BEGIN SOURCE RECORDS

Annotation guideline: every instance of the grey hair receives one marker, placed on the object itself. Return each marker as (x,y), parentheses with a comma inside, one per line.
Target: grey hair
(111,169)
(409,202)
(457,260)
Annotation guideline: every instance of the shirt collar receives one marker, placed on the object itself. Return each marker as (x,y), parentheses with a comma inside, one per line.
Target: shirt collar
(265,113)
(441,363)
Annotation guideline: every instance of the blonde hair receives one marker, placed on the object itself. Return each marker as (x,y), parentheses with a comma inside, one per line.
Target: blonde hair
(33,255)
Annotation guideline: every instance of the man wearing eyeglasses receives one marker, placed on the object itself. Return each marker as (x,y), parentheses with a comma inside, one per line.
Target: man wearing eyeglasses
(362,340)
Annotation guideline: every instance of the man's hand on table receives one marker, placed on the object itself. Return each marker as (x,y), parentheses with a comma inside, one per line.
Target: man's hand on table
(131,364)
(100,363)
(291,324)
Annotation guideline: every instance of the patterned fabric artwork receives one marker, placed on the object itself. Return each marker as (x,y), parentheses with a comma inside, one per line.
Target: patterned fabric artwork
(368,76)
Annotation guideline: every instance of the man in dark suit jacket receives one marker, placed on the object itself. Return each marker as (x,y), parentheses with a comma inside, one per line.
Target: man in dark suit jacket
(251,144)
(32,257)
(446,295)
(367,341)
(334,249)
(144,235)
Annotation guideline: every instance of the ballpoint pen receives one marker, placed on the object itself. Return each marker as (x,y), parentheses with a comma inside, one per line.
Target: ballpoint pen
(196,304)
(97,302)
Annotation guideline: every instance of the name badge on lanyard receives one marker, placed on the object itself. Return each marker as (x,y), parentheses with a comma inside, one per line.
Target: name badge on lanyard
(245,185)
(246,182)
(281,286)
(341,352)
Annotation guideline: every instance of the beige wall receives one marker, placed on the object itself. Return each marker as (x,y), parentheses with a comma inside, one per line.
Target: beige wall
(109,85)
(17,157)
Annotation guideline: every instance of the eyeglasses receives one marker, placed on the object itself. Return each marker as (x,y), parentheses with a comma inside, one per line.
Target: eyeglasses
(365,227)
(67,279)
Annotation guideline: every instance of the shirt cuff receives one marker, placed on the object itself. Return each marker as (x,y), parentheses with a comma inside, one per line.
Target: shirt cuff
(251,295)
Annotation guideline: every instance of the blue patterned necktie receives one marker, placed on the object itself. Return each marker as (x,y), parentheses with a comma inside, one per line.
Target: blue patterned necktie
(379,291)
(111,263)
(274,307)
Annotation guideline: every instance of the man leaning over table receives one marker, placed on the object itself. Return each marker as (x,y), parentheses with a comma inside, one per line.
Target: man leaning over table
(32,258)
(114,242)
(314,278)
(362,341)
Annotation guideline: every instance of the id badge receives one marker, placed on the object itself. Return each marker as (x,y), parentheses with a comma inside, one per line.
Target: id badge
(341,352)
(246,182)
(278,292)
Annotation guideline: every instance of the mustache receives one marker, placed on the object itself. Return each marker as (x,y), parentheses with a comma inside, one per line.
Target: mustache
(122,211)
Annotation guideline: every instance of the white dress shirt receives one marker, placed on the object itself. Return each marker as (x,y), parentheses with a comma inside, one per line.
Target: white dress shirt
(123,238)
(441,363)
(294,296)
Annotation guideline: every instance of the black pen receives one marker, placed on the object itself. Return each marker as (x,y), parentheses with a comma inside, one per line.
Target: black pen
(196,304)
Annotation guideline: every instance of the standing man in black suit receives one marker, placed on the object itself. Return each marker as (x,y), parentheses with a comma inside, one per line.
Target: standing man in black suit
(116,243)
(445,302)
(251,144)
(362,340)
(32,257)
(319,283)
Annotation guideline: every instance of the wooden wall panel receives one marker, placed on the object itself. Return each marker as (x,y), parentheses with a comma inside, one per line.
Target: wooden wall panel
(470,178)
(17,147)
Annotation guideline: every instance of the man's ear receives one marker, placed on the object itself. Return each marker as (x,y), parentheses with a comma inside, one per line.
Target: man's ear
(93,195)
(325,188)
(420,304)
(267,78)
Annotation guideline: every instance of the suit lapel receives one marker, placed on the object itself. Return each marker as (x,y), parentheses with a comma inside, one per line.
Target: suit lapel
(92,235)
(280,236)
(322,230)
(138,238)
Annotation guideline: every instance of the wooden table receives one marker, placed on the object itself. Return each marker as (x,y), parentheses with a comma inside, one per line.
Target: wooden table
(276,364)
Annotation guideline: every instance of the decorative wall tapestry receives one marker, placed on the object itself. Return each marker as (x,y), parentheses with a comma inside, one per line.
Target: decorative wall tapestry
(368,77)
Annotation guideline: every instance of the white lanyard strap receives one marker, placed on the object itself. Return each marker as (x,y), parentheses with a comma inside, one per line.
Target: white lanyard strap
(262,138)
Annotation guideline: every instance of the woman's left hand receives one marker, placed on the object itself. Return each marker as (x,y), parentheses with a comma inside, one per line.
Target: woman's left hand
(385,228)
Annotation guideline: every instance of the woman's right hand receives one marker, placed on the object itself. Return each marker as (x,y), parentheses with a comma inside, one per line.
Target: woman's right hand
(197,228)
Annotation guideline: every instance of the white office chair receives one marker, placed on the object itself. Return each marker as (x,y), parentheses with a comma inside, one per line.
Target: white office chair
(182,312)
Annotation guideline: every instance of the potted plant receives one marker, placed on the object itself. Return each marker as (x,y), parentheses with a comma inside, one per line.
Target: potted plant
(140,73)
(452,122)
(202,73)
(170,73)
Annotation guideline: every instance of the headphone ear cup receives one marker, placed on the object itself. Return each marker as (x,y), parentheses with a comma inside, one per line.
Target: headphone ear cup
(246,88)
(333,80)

END SOURCE RECORDS

▶ EXERCISE DESCRIPTION
Would you retype the lines above from the one with "Target: man leaning over table" down to the one with "Annotation guideline: every instance of the id", word for word, both ends included and no other lines?

▶ SOLUTION BELOW
Target: man leaning over table
(32,258)
(114,242)
(314,278)
(362,341)
Annotation guideline: every instance of the id badge receives one marker, placed on the object itself. Return each marker as (x,y), parentheses with a comma inside, one per line.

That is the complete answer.